▸ AIM
All of the data must be printed exactly; please include every line.

▸ MATERIAL PROVIDED
══════

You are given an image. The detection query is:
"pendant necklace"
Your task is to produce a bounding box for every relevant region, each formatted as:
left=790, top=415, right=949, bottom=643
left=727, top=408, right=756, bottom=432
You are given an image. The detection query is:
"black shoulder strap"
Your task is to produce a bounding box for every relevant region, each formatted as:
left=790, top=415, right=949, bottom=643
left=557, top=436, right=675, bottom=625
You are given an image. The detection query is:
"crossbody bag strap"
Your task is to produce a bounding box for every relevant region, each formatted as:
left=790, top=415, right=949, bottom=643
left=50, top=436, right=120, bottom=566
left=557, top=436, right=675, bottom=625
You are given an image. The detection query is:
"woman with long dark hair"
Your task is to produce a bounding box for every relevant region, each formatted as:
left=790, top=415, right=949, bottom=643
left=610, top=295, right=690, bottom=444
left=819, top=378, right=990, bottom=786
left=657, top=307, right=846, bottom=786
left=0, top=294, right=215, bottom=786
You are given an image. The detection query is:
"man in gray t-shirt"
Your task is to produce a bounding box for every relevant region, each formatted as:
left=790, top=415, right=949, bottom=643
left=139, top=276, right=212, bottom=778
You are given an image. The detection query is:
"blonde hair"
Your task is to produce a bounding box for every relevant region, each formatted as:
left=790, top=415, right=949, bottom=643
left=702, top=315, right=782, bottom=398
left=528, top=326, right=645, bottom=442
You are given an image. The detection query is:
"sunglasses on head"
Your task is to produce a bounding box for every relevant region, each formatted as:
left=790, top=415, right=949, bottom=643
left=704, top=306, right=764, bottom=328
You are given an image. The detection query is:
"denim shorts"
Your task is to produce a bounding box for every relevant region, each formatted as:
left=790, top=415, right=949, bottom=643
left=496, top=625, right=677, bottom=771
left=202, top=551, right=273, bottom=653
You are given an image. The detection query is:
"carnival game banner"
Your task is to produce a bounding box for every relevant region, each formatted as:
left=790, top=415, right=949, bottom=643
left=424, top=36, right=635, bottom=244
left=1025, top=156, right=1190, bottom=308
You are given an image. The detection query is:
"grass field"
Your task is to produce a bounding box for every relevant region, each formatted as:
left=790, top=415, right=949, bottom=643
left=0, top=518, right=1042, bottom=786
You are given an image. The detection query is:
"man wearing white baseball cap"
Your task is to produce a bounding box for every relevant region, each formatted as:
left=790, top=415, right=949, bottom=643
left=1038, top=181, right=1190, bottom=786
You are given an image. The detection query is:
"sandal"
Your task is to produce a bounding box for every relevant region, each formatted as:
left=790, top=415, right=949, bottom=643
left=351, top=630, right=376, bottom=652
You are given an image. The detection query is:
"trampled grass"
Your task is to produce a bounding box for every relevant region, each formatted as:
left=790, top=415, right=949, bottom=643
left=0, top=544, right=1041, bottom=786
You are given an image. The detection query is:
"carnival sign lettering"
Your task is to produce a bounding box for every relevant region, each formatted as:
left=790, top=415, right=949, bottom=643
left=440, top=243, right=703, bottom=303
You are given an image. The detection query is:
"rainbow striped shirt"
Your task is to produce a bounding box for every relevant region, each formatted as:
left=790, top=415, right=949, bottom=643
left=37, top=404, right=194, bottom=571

══════

▸ FULL SOLUTION
You are given an image. The detection query is:
"pendant necklace"
Your task is to produce a bounding box for every relevant region, each formatted as:
left=790, top=415, right=949, bottom=643
left=727, top=408, right=756, bottom=432
You are given an image. The detection query is:
"black shoulder strap"
Your task is to produce a bounding box for every relevant region, each formatted as:
left=790, top=415, right=949, bottom=643
left=557, top=436, right=675, bottom=625
You are given an image. The detection query is:
"crossbody bag strap"
Your task is to produce a bounding box for every relevant region, each formatted as:
left=790, top=415, right=949, bottom=643
left=50, top=436, right=120, bottom=566
left=557, top=436, right=675, bottom=625
You are given an image. The detection query is:
"woman with long dark hair"
Your task is to produce a bounding box for every relevant region, each formatted as:
left=790, top=415, right=949, bottom=643
left=610, top=295, right=690, bottom=444
left=819, top=378, right=990, bottom=786
left=657, top=307, right=846, bottom=786
left=0, top=294, right=215, bottom=786
You are given an image. The detection query is:
"man in gray t-shirt"
Your task is to produce a bounding box for every relevant region, each formatted as:
left=790, top=415, right=949, bottom=643
left=139, top=276, right=212, bottom=778
You are given an image. The detection query is:
"blonde hair"
Your task is to produce a bounding box for every relevant region, each formatted as:
left=790, top=415, right=949, bottom=643
left=702, top=315, right=782, bottom=398
left=528, top=326, right=645, bottom=442
You are given an image. The detection query is:
"sunglasses on head"
Your task is to produce a bounding box for every relevant region, each formatted as:
left=790, top=415, right=949, bottom=643
left=704, top=306, right=764, bottom=328
You are given an image. The detection query is:
"denim shorts"
Your task is to produce a bounding box for every relevant region, each formatted as:
left=790, top=415, right=949, bottom=643
left=496, top=625, right=677, bottom=771
left=202, top=551, right=273, bottom=653
You are given an image. The detection query is:
"carnival game banner"
Your task is to produce a bounding box for every relevant region, each formatted as:
left=790, top=415, right=949, bottom=643
left=424, top=36, right=635, bottom=244
left=1025, top=156, right=1190, bottom=308
You are given an image. The detection query is:
"grass field"
Your task is to produce a bounding box for every relevant region, each formatted as:
left=790, top=415, right=949, bottom=643
left=0, top=518, right=1042, bottom=786
You are given an image. The detection query is:
"man wearing white baseball cap"
Your task is to produce a bounding box for every relevant region, each formatted as:
left=790, top=415, right=949, bottom=643
left=1038, top=181, right=1190, bottom=786
You are given an image. The detection query is:
"sandal"
Your task is to produce a bounding box for every relevant region, each formatted as:
left=790, top=415, right=949, bottom=643
left=351, top=630, right=376, bottom=652
You are given an image. The detection query is:
"trampled grass"
Your task is to produce a bounding box for every relevant region, each formatted as:
left=790, top=415, right=949, bottom=643
left=0, top=544, right=1041, bottom=786
You are given an image. The detection query is:
"carnival sign lettering"
Your task is to produce a bounding box for every relevant region, each formatted as:
left=790, top=415, right=949, bottom=643
left=440, top=243, right=703, bottom=303
You are given an image. The detection query is:
"rainbow striped shirt"
Your task is to produce a bounding box for every relevant region, each formatted as:
left=790, top=415, right=949, bottom=643
left=37, top=404, right=194, bottom=571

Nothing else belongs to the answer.